= WORK INSTRUCTION =
Write out the items from their first line through the line containing "rough mask: <svg", without changing anything.

-------- EXERCISE MATERIAL

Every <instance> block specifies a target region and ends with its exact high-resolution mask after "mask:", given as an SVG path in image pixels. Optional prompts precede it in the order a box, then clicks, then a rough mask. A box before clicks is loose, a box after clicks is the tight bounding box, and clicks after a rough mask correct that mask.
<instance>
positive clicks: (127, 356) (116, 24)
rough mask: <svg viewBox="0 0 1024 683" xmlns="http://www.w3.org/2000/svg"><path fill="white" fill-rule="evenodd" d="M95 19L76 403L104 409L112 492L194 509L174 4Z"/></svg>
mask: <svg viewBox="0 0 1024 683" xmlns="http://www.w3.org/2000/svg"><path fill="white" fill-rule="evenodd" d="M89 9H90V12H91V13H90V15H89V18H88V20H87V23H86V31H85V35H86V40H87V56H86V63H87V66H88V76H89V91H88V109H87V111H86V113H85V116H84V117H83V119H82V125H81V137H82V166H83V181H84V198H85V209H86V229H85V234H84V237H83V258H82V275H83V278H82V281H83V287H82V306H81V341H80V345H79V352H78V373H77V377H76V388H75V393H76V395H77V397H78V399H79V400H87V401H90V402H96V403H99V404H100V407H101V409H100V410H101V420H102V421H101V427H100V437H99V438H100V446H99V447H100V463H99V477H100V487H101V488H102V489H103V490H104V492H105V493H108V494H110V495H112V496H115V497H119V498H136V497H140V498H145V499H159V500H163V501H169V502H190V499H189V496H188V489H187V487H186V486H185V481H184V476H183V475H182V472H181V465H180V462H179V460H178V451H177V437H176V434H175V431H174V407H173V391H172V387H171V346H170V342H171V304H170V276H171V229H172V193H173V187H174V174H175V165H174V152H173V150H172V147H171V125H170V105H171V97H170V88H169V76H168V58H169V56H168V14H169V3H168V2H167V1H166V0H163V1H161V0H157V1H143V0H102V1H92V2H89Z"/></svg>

----------------

= SOLUTION FOR THIS TASK =
Every <instance> block specifies a target region and ends with its exact high-resolution mask after "mask:", given as an SVG path in image pixels. Optional prompts precede it in the order a box, then clicks, then a rough mask. A box before clicks is loose, a box after clicks is the tight bounding box, and clicks after a rough mask correct that mask.
<instance>
positive clicks: (127, 356) (116, 24)
rough mask: <svg viewBox="0 0 1024 683" xmlns="http://www.w3.org/2000/svg"><path fill="white" fill-rule="evenodd" d="M95 19L76 403L104 409L112 492L194 509L174 4Z"/></svg>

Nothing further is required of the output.